Work to do:
Replace "sandy plain" with "flat desert basin" in the lines from the first one up to and including the line with "point(973, 117)", and write those lines out again with nothing else changed.

[Stored records]
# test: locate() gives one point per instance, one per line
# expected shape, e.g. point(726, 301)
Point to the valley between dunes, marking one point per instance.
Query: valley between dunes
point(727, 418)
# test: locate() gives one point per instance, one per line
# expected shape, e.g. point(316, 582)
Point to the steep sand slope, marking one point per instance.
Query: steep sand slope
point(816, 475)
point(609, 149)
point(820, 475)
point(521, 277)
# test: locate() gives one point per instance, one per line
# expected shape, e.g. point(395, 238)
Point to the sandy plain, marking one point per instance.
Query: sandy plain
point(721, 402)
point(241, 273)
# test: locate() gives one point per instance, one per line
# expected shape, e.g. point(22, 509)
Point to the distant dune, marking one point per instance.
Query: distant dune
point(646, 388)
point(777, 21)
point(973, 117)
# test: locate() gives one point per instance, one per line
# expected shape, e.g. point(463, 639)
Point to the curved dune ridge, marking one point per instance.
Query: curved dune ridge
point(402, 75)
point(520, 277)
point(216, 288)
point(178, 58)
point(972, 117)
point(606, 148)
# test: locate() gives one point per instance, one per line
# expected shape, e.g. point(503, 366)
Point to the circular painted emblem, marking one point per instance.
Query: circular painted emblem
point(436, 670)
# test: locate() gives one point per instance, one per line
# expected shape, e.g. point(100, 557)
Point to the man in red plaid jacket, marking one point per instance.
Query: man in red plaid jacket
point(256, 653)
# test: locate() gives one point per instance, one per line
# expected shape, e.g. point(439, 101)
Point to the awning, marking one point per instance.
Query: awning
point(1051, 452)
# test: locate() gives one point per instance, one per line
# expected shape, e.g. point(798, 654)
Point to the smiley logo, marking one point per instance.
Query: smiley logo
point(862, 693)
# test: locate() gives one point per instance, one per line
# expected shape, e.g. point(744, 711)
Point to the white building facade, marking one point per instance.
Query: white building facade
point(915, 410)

Task output:
# test: locate() gives one point per instance, one per line
# expected shape, e.g. point(726, 301)
Point to the valley between dunes, marking one point per instance.
Query: valley between dunes
point(727, 418)
# test: locate() gives one point per instance, one per line
# expected shape, e.g. point(316, 582)
Point to the steep sand slope, marking one point per instance.
Query: steep sand slope
point(816, 475)
point(609, 149)
point(820, 475)
point(521, 277)
# test: locate() gives one point per instance, one per line
# expected shape, e.g. point(395, 238)
Point to the flat desert basin, marking one point per instance.
Query: flat desert basin
point(721, 402)
point(241, 273)
# test: locate() gives one point per instance, one per line
# expected shape, e.g. point(22, 509)
Point to the distant dune, marking one point per instance.
Query: distant dune
point(646, 388)
point(777, 21)
point(973, 117)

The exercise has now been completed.